## INSTRUCTIONS FOR THE TASK
Output the lines below as a JSON list of strings, with one string per line and blank lines omitted.

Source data
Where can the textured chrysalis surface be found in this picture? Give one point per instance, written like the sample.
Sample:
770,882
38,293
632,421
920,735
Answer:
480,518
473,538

## TASK SOLUTION
[
  "Where can the textured chrysalis surface be found in this picture? Give one point per instance, written like the sample.",
  "Sample:",
  "770,882",
  "38,293",
  "632,421",
  "920,735",
  "Answer:",
  "480,518",
  "473,538"
]